BEGIN Data listing

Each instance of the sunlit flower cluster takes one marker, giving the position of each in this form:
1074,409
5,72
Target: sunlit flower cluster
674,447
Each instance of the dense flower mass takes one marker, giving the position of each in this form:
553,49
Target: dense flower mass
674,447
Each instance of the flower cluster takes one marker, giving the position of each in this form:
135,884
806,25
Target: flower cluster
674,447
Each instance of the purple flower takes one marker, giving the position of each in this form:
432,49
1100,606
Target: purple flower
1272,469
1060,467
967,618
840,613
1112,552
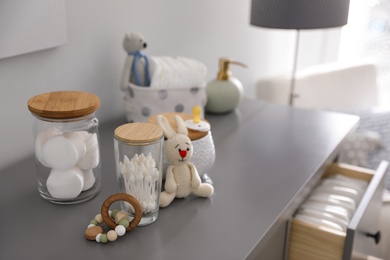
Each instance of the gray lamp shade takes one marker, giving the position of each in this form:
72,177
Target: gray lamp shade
299,14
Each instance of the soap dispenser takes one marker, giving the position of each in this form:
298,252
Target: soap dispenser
224,93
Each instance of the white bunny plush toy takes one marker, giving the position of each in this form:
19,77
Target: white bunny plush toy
182,178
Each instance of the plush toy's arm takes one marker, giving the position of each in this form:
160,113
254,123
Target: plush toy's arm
126,72
195,179
170,183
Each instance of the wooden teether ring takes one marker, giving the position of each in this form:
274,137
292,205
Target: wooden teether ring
121,197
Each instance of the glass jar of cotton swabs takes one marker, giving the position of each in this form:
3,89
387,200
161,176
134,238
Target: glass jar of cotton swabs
66,138
138,157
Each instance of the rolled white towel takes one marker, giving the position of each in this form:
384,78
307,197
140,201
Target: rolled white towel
63,151
65,184
176,72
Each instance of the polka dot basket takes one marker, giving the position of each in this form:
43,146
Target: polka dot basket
142,102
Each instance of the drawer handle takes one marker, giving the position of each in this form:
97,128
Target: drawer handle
376,236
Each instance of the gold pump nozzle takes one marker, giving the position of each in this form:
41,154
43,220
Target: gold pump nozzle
224,73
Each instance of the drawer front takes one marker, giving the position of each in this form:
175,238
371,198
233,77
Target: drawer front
310,242
363,227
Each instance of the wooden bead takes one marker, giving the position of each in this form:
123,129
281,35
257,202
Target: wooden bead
124,222
112,235
103,238
92,232
99,218
120,215
120,230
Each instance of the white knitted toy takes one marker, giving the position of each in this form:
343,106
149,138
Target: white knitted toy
182,178
136,69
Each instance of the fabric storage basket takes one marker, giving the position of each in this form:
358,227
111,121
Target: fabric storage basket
142,102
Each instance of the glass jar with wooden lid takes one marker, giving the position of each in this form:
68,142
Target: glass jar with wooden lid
66,138
138,151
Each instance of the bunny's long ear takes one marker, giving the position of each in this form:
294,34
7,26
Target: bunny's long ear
163,122
181,126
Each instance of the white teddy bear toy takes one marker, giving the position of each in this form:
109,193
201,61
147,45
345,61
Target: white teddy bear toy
136,69
182,178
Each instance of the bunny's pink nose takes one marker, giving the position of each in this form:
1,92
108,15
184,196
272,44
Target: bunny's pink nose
183,153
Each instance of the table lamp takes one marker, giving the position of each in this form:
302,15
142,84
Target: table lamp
298,14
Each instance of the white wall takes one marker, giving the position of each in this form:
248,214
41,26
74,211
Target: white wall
92,59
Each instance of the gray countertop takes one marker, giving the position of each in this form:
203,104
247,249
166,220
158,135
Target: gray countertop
267,156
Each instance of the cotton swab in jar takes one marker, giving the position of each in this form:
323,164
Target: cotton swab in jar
140,176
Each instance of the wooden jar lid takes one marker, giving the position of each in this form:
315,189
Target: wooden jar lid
138,133
63,104
192,134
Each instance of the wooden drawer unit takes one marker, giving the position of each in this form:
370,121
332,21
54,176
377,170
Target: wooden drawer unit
308,241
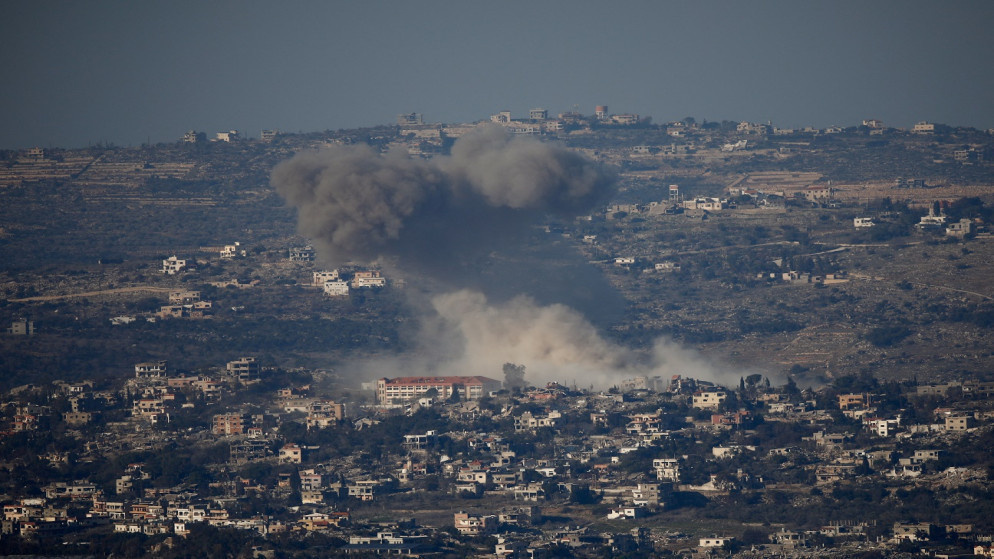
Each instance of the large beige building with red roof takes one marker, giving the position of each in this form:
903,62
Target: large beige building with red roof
402,389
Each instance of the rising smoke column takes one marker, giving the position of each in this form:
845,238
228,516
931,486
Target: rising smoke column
356,203
464,221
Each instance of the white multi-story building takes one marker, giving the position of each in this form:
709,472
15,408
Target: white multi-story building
336,288
173,265
403,389
322,277
368,279
707,399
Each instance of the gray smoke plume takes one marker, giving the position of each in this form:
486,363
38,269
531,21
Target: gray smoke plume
470,335
466,222
359,204
463,221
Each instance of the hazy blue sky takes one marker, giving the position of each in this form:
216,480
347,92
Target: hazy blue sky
81,72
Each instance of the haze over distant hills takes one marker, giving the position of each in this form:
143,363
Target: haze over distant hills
79,74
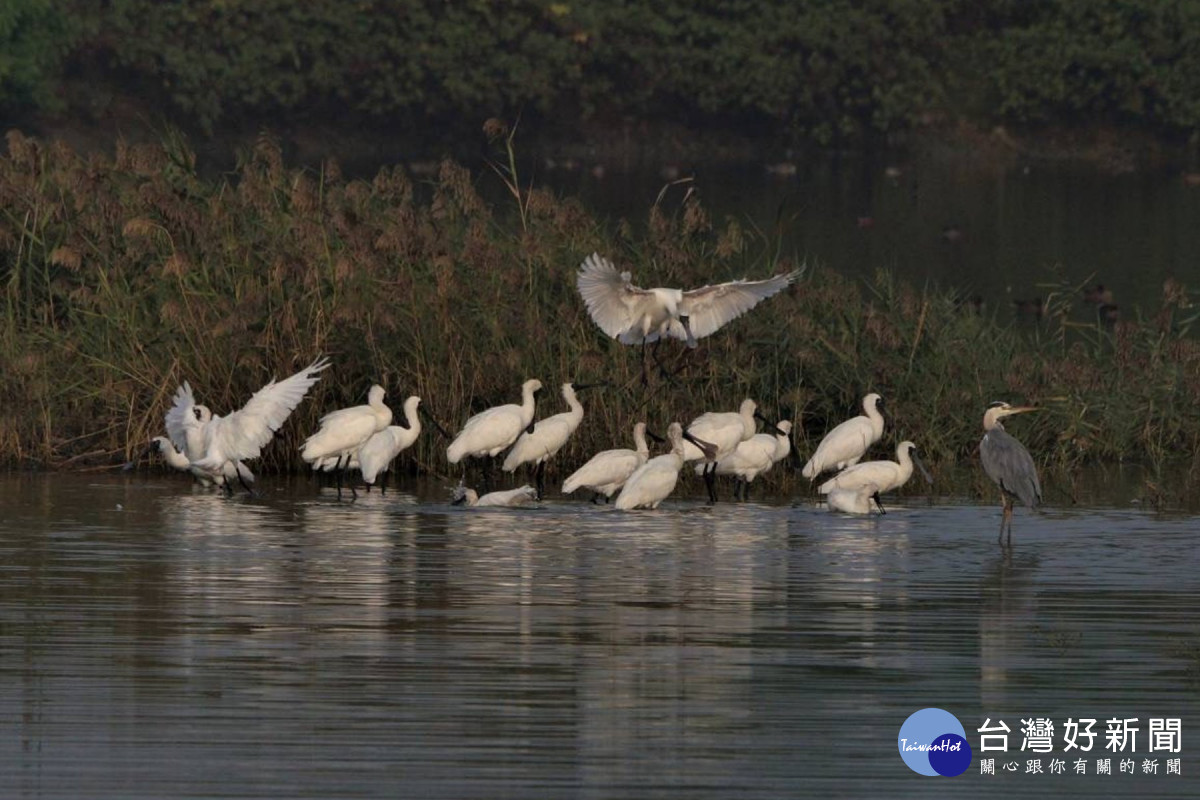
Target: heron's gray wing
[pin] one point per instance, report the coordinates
(1009, 464)
(709, 307)
(611, 299)
(178, 416)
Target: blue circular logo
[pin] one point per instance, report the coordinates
(934, 743)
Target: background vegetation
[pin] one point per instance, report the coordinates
(832, 71)
(123, 276)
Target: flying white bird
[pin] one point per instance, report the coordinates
(609, 469)
(755, 456)
(849, 441)
(724, 431)
(216, 445)
(491, 431)
(636, 316)
(875, 477)
(342, 432)
(654, 480)
(547, 437)
(520, 497)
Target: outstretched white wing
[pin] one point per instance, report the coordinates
(610, 296)
(243, 434)
(711, 307)
(179, 415)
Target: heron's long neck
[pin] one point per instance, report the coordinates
(413, 419)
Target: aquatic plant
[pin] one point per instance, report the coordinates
(124, 275)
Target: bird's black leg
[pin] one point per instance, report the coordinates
(711, 481)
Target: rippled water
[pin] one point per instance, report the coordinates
(157, 641)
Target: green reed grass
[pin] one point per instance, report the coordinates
(125, 275)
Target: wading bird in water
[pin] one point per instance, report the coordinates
(635, 316)
(849, 441)
(607, 470)
(342, 432)
(547, 437)
(491, 431)
(1008, 463)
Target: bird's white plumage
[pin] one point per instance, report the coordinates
(216, 445)
(756, 455)
(342, 432)
(881, 475)
(547, 435)
(654, 480)
(174, 458)
(849, 441)
(636, 316)
(609, 469)
(491, 431)
(723, 429)
(857, 501)
(377, 452)
(522, 495)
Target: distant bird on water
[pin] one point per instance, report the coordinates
(849, 441)
(636, 316)
(1008, 463)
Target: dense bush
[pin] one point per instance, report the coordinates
(829, 70)
(124, 276)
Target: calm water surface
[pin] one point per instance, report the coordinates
(157, 641)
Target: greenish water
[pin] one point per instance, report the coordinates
(160, 641)
(1000, 233)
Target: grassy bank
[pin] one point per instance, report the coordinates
(124, 275)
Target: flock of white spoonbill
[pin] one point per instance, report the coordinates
(214, 449)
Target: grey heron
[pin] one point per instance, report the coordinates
(1008, 463)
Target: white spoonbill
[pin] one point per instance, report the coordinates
(636, 316)
(849, 441)
(724, 431)
(755, 456)
(879, 476)
(520, 497)
(1008, 463)
(547, 437)
(654, 480)
(225, 441)
(609, 469)
(342, 432)
(491, 431)
(376, 455)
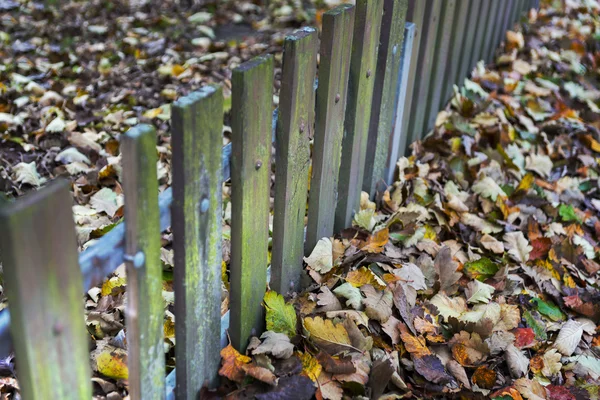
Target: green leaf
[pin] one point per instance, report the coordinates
(567, 213)
(538, 327)
(281, 317)
(548, 309)
(481, 269)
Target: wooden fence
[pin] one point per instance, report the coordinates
(380, 85)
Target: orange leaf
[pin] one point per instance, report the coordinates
(376, 241)
(484, 377)
(232, 364)
(415, 345)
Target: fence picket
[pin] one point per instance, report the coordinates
(441, 63)
(252, 100)
(398, 141)
(488, 45)
(197, 126)
(145, 309)
(459, 33)
(477, 54)
(292, 157)
(363, 64)
(425, 67)
(385, 93)
(43, 285)
(334, 69)
(417, 14)
(467, 50)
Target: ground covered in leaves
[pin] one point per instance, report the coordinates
(476, 274)
(75, 75)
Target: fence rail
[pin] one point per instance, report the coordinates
(374, 96)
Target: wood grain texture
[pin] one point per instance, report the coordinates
(476, 54)
(398, 141)
(510, 4)
(145, 309)
(498, 28)
(488, 46)
(44, 286)
(334, 69)
(467, 52)
(384, 94)
(459, 31)
(441, 62)
(417, 14)
(292, 157)
(252, 100)
(427, 52)
(363, 64)
(197, 139)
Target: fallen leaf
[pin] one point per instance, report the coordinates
(280, 317)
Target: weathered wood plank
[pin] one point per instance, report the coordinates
(498, 28)
(417, 14)
(197, 126)
(506, 21)
(441, 62)
(467, 51)
(457, 43)
(44, 286)
(488, 45)
(292, 162)
(334, 68)
(425, 67)
(398, 141)
(384, 94)
(363, 64)
(252, 100)
(145, 309)
(476, 53)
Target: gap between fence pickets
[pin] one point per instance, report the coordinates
(105, 255)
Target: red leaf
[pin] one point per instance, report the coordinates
(559, 393)
(541, 247)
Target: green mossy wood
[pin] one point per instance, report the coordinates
(363, 65)
(145, 309)
(197, 139)
(459, 29)
(385, 93)
(467, 49)
(292, 164)
(441, 63)
(334, 69)
(252, 100)
(424, 68)
(43, 284)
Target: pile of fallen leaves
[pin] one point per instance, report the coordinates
(476, 274)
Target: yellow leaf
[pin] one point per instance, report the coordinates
(415, 345)
(281, 317)
(113, 363)
(232, 364)
(526, 183)
(169, 328)
(331, 338)
(364, 276)
(110, 284)
(310, 366)
(153, 113)
(376, 241)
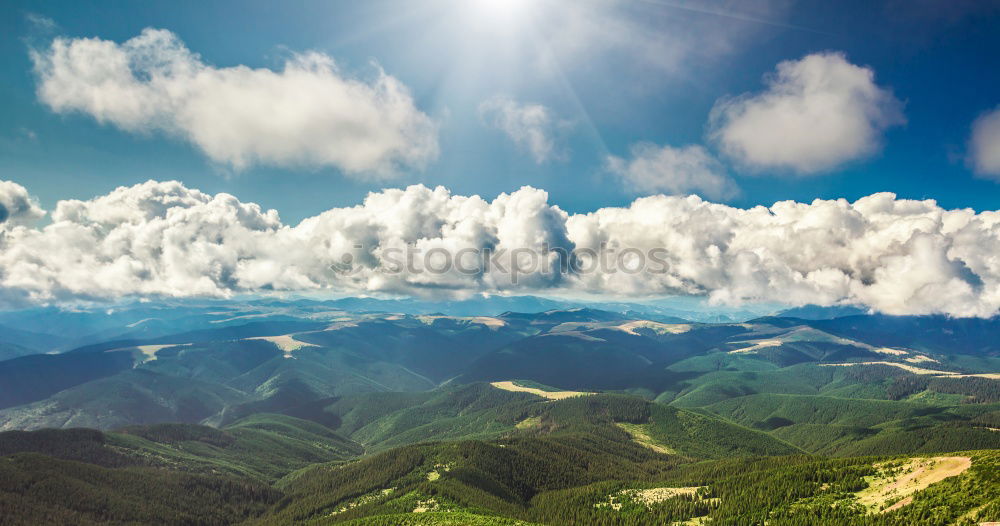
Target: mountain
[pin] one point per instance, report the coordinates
(299, 411)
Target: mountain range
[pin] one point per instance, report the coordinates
(304, 411)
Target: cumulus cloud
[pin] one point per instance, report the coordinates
(307, 114)
(665, 169)
(532, 127)
(16, 206)
(984, 145)
(163, 239)
(817, 113)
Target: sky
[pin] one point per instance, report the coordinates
(601, 108)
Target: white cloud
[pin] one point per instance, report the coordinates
(817, 113)
(984, 145)
(665, 169)
(163, 239)
(16, 206)
(532, 127)
(307, 114)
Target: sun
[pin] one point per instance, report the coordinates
(502, 8)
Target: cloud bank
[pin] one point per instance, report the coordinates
(532, 127)
(817, 113)
(984, 145)
(163, 239)
(307, 114)
(665, 169)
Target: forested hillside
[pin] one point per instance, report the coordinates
(280, 413)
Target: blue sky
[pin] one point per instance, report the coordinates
(937, 58)
(179, 149)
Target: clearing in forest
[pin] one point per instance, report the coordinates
(551, 395)
(285, 342)
(641, 436)
(899, 483)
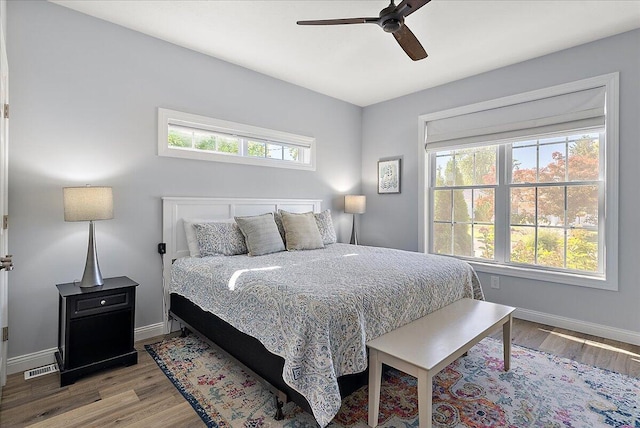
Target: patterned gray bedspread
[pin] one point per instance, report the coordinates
(318, 308)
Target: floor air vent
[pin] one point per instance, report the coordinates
(40, 371)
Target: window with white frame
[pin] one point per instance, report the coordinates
(527, 185)
(192, 136)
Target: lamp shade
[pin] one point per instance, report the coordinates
(355, 204)
(88, 203)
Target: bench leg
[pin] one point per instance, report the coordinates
(506, 343)
(375, 379)
(425, 392)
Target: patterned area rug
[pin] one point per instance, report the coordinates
(541, 390)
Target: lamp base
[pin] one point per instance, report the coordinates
(91, 276)
(354, 234)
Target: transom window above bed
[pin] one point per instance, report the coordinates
(528, 186)
(186, 135)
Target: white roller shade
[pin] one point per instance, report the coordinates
(574, 110)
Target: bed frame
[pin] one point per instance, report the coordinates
(248, 351)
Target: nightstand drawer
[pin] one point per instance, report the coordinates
(107, 302)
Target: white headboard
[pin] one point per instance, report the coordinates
(174, 209)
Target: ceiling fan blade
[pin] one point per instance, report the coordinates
(340, 21)
(407, 7)
(409, 43)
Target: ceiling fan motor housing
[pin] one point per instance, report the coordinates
(390, 20)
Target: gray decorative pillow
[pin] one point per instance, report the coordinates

END Data listing

--- Aim of the task ---
Transcribe exactly the portion of the material above that runs from the line containing "Target: sky" through its last line, omitting all pictures.

--- The reply ---
Target: sky
[pin] one point per instance, report the coordinates
(601, 108)
Target: white cloud
[pin] one point per instance, report the coordinates
(817, 113)
(984, 145)
(665, 169)
(163, 239)
(16, 206)
(532, 127)
(307, 114)
Target: sun
[pin] one point per instance, report the coordinates
(502, 8)
Target: cloud bank
[pin] one point per instance, report the coordinates
(532, 127)
(817, 113)
(984, 145)
(163, 239)
(307, 114)
(665, 169)
Target: forested hillside
[pin] one point per instance, report the coordinates
(280, 413)
Target: blue sky
[pin] one point per instance, report the coordinates
(937, 58)
(179, 149)
Target: clearing in forest
[pin] one point per instance, report the coordinates
(551, 395)
(285, 342)
(641, 436)
(899, 483)
Target: patterned gray bedspread
[pin] one point per instance, report the coordinates
(318, 308)
Target: floor air vent
[pin] one point per instance, report the coordinates
(40, 371)
Target: window with white frame
[pin] one point per instance, report the coordinates
(527, 185)
(192, 136)
Target: lamp shade
[pin] one point per instance, report the coordinates
(355, 204)
(88, 203)
Target: bench leg
[pin] one point per instance, report the coordinates
(506, 343)
(375, 379)
(425, 392)
Target: patterned area rug
[pin] one point per instance, report the coordinates
(541, 390)
Target: lamp base
[pin] one point per instance, report the coordinates
(91, 276)
(354, 234)
Target: transom window above bed
[pin] one point per instance, report the coordinates
(528, 186)
(186, 135)
Target: white roller shade
[pin] one point per instance, report the coordinates
(574, 110)
Target: bed frame
[pin] one point per instance, report the coordinates
(248, 351)
Target: nightstand drawer
[pin] one point per instance, report the coordinates
(107, 302)
Target: white headboard
[pin] one point per instance, report the coordinates
(174, 209)
Target: ceiling fan blade
[pin] one point per instance, report the coordinates
(340, 21)
(407, 7)
(409, 43)
Target: ceiling fan motor housing
[pin] one point per instance, report the coordinates
(390, 20)
Target: gray decorative pillow
[pin] one point per instance, report the coordinates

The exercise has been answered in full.